## Required task
Arrange every line of the material below as a numbered list, omitting any blank lines.
— Begin Records shown —
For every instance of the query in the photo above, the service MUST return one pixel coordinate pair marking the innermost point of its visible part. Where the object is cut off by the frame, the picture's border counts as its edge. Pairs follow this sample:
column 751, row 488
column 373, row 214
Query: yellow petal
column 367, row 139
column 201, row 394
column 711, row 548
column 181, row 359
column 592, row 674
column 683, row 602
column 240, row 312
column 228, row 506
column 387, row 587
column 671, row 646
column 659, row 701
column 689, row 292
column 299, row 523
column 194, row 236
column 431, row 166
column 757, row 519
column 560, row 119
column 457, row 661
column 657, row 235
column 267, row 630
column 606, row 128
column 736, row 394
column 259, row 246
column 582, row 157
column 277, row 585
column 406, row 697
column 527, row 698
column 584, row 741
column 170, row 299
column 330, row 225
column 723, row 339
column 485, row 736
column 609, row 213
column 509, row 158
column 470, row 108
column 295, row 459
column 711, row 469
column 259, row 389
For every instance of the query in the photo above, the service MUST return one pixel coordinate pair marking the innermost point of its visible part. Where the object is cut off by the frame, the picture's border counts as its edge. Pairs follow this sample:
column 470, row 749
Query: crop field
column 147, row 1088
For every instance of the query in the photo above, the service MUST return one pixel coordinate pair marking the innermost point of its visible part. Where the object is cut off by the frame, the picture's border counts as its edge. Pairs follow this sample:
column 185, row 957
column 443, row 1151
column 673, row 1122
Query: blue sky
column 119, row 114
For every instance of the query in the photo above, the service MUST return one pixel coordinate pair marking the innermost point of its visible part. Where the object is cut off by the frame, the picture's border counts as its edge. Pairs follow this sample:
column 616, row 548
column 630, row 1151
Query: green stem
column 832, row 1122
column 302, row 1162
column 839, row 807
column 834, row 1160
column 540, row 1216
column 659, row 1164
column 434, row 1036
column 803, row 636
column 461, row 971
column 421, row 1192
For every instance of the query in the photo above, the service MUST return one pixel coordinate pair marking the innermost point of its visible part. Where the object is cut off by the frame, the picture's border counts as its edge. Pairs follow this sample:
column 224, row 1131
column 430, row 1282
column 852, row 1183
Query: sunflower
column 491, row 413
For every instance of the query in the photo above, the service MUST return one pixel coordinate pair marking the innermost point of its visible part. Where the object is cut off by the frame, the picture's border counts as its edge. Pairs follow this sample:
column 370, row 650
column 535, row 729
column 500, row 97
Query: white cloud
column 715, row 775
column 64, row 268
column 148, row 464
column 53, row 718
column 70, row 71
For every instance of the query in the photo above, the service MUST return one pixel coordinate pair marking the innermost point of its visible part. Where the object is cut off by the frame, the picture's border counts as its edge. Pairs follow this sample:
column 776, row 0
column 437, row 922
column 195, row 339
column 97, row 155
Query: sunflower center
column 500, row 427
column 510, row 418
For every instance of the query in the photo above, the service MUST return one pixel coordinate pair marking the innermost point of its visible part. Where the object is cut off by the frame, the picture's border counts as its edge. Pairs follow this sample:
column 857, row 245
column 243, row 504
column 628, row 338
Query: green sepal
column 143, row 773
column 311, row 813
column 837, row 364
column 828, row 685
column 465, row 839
— End Records shown —
## In response
1. For every instance of the query in the photo above, the service MUST return one pixel coordinate pair marking the innermost point of its visible part. Where the object is cut off by the frame, the picture's border counts as its edge. Pairs follow this sample:
2. column 751, row 488
3. column 373, row 214
4. Query: yellow petal
5. column 367, row 139
6. column 201, row 394
7. column 711, row 548
8. column 181, row 359
9. column 592, row 674
10. column 683, row 602
11. column 240, row 312
12. column 228, row 506
13. column 387, row 587
14. column 671, row 646
15. column 659, row 701
16. column 689, row 292
17. column 299, row 523
18. column 194, row 236
19. column 431, row 166
20. column 757, row 519
21. column 560, row 119
22. column 457, row 661
23. column 657, row 235
24. column 267, row 630
25. column 606, row 128
26. column 736, row 394
27. column 259, row 246
28. column 582, row 157
29. column 277, row 585
30. column 406, row 697
31. column 527, row 698
32. column 584, row 741
33. column 170, row 299
34. column 330, row 225
35. column 723, row 339
36. column 485, row 736
37. column 609, row 213
38. column 509, row 158
39. column 470, row 108
40. column 295, row 459
41. column 711, row 469
42. column 259, row 389
43. For every instance of the query in the photo above, the service MUST return one pixel coordinate pair marking the innermost point of its visible part. Where the object is cut off by the frame, the picture's border counts as its edge. Pairs follow this sample:
44. column 470, row 749
45. Query: crop field
46. column 147, row 1088
47. For every instance of the query in the photo above, the service MUST return one pixel coordinate pair marking the innermost point of its visible part. Where the object is cut off by the frame, the picture's border counts as its edge. Pairs follow this sample:
48. column 185, row 957
49. column 443, row 1151
50. column 673, row 1122
51. Query: blue sky
52. column 119, row 114
53. For every instance of the query in the photo above, the service MUST return one pixel coordinate pair marking the innermost point of its visible part. Where the object is cut off by the frame, the picture's border counts as its edge. Pairs follow this sample:
54. column 616, row 548
55. column 630, row 1151
56. Query: green stem
57. column 832, row 1122
58. column 302, row 1162
59. column 839, row 807
60. column 834, row 1160
61. column 540, row 1216
62. column 659, row 1164
63. column 434, row 1036
64. column 803, row 636
65. column 461, row 971
66. column 421, row 1192
67. For every instance of the query in the photo above, the service MUST return one pixel coordinate pair marking the innermost point of its visible part. Where the object is cut off by the frame, the picture's border counts as its edge. Pairs follow this sample:
68. column 224, row 1131
69. column 430, row 1282
70. column 852, row 1183
71. Query: sunflower
72. column 491, row 413
73. For every instance of the query in the photo above, the service MUST return one pixel coordinate pair marking the innermost point of its visible part. Where the object is cut off by the frame, the picture's border counts as its edge. Pairs follow this sample:
74. column 370, row 650
75. column 535, row 729
76. column 500, row 97
77. Query: white cloud
78. column 715, row 775
79. column 64, row 268
80. column 148, row 464
81. column 53, row 718
82. column 70, row 71
83. For every instance of the query in the photo above, the service MUST return one pixel coordinate pair marking the innermost point of its visible part. Where the object is cut off by the frame, the picture's border counts as its edge. Pairs follow this sample:
84. column 776, row 0
85. column 437, row 922
86. column 195, row 339
87. column 97, row 155
88. Query: sunflower center
89. column 500, row 427
90. column 510, row 418
91. For every instance of the query in the photo above, the service MUST return one pixel coordinate pair marking the innermost point of its visible part. Where the object is cut off by the frame, the picture's border counts as its edge. Pairs follow this sample:
92. column 857, row 245
93. column 243, row 504
94. column 628, row 338
95. Query: green sepal
96. column 143, row 773
97. column 311, row 813
98. column 837, row 364
99. column 828, row 685
100. column 465, row 839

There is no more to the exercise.